#### Source
========================================================================

# Blue Star Banner Recipients Allicat and Sparky



## texacajun

Well as some of you know Sparky and Allicat have a son in Iraq right now. Recently he was involved in an incident that found himself in harms way....by the grace of God he made out ok.

In an effort to cheer him up and show my support of the family involved I went on my own mission. I asked for Sparky and Allicat's address and made a recon of the perimeter to find any intel on Blue Star Banners. In my observation I could not locate one on their house.









So I made an arrangement to meet with them and surprise them with their very own Blue Star Banner.

I did have some assistance in making this happen. Contributors to this effort were Wrangler 44, groovedog, tboltmike, ripleyb, and bull minnow. Each played a different and important role in this so a thanks to them for the support.

To Sparky and Allicat, it is with great respect and honor that I could be able to present that banner to ya'll. My family and the 2Cool family is in great appreciation of the sacrifice that your son makes each day that he is away. A sincere thank you and a swift Marine Corps hand salute.

Semper Fi!!!

Mike


----------



## WhiteH20_Princess

Great job mike!! simply awesome!


----------



## Aggieangler

Way to go!


----------



## gulf_addict

Now that right there is really 2cool.
Semper Fi!


----------



## allicat

*Thank You!*

Mike and Monica......words escape me right now. I just can't tell you how much that banner, and your friendship, means to Jerry and I. We will proudly have it hung where everyone can see it. It will be a great day when Matt gets to come and see it for himself. Until then, I will send him a picture of it, and "try" and tell him the kind of person you are, and the others that made this happen. However, he does have an idea, thanks to the many wonderful people here that have signed his web site we posted up.

Thank you doesn't even come close to how you, Monica, wrangler44, groovedog, tboltmike, ripleyb, and bull minnow, made us feel yesterday, surprising us with the banner. It truly means so much to us that all of you did that for us.

BTY...you can run recon on our house anytime, but next time stop in and sit a spell 

May God Bless you ALL, 
Trudy


----------



## Bull Minnow

Mike,You are da man! 
Allicat, it was my pleasure. I owe your family a lot more for the sacrifice you and your family are making. If there is ever anything your family needs, please don't hesitate to drop a line.

Bull


----------



## ripleyb

Way to go Mike! Thank you for taking the lead and doing the ground work. It gives me great pleasure to be able to help you in this mission. I just want to express my tremendous respect for those brave men and women who are putting themselves in harms way everyday. It is my prayer that Matt and his comrades can come home safely to their loved ones soon. God Bless you Matt, Sparky and Allicat (Trudy)!


----------



## tboltmike

Mike and Trudy, I was a special meaning for me to help. My nephew enlisted in the Marines last Jan. and I know what his mother and dad went thru during those transition days in boot camp. Reel Lax was a great help to them during this time.

My Prayers are with you.

Mike


----------



## GrooveDog

Mike, thanks for making this happen.....I also say, God Bless you Matt, Sparky and Allicat.

And may God bless all our Troops and their families.


----------



## The Captain

how wonderful!! God Bless You ALL


----------



## Lezz Go

God's speed to your boy. Mike, that was an awesome thing you did. Good on ya!


----------



## allicat

Thank you guys again! I will pass this link on to Michelle, Matt's wife, our daughter in law. She is hanging so tough, and we know that is very hard for her. Since they are stationed at Ft. Hood, we get to see her every now and then. She is also a "hero" in my book, along with Matt. 

You all are just awsome, and we appreciate your support so very much. BTY...Michelle registered on 2cool the other day, her user name is chelle254.

Welcome to 2cool Michelle! 

Luv to all!
trudy


----------

========================================================================

#### Dataset records
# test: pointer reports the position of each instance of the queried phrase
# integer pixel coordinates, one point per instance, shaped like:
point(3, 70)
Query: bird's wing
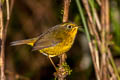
point(48, 39)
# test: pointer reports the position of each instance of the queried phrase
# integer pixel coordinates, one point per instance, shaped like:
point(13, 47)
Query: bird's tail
point(20, 42)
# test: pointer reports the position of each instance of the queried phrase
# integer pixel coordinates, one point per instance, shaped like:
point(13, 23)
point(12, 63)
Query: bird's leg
point(52, 63)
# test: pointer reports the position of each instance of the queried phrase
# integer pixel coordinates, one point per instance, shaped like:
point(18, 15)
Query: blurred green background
point(29, 19)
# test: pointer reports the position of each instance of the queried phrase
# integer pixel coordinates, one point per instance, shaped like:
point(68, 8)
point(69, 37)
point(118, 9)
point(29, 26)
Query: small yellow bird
point(55, 41)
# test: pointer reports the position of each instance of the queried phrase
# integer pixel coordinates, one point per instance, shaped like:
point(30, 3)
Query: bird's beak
point(81, 29)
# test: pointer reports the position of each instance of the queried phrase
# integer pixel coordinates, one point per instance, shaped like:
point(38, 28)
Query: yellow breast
point(61, 47)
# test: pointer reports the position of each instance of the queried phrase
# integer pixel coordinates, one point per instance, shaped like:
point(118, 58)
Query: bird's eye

========================================================================

#### Stated goal
Reproduce the passage of the Blue Star Banner thread starting at "To Sparky and" and ending at "Corps hand salute.", word for word. The items play no part in this exercise.

#### Solved problem
To Sparky and Allicat, it is with great respect and honor that I could be able to present that banner to ya'll. My family and the 2Cool family is in great appreciation of the sacrifice that your son makes each day that he is away. A sincere thank you and a swift Marine Corps hand salute.